Every entry below should be reproduced exactly; no picture is to be included.

__________________________________________________

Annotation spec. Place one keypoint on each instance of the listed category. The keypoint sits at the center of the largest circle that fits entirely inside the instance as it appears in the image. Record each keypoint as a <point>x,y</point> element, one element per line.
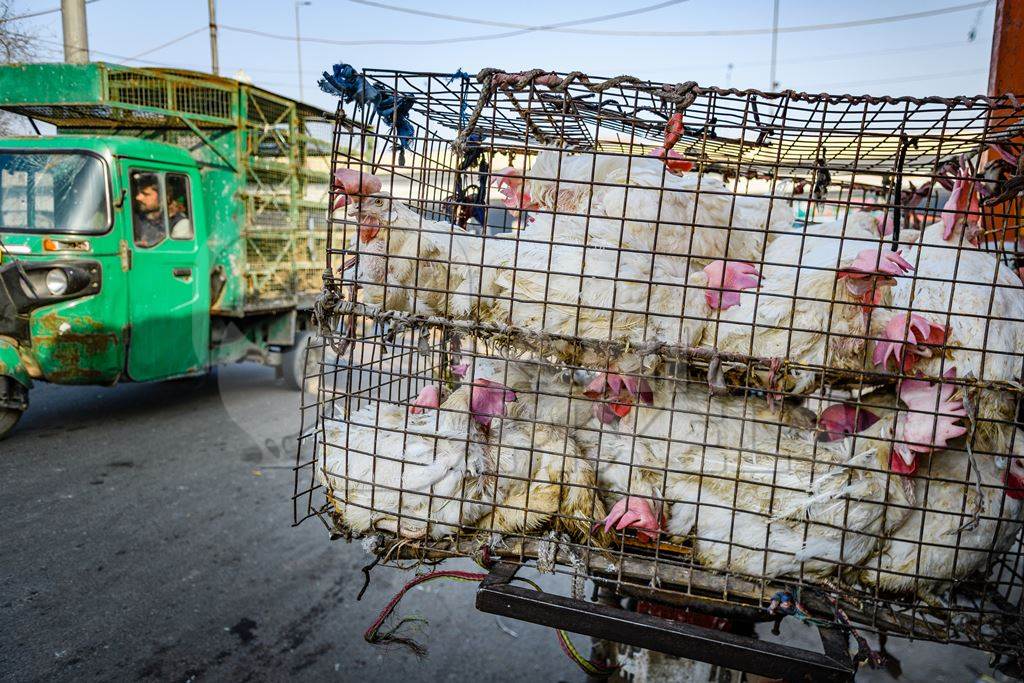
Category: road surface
<point>147,536</point>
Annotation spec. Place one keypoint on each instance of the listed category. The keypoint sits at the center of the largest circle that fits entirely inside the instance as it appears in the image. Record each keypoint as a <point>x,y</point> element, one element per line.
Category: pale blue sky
<point>929,55</point>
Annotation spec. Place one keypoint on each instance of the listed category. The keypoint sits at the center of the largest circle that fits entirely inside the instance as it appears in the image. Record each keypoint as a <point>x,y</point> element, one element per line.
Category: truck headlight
<point>56,282</point>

__________________________________________________

* SOLUTION TO THIS EXERCISE:
Annotation spec. Place one keypoint on each instance of the listed category. The keypoint sits at the center of the largest circle that fits entirely inside the instance as it appears in the image. Record each keypoint as a <point>x,y</point> element, one element per line.
Category: road surface
<point>147,536</point>
Annotation spec. Place one keypoint on each instance of the listed category. The keypoint sits at the center of the largest circle that fits entirely inside the instance as it appears in the image. Record each keypoint as a <point>x,y</point> element, one element per line.
Category: pale blue sky
<point>929,55</point>
Annotation spec. Place one keypoint on each instance of the listed category. The keypoint sits at the center of the largest circle that fits entirely inside the instance as it appears in the image. Record each keypoint as a <point>x,y</point> element, one element per line.
Category: truck headlight
<point>56,282</point>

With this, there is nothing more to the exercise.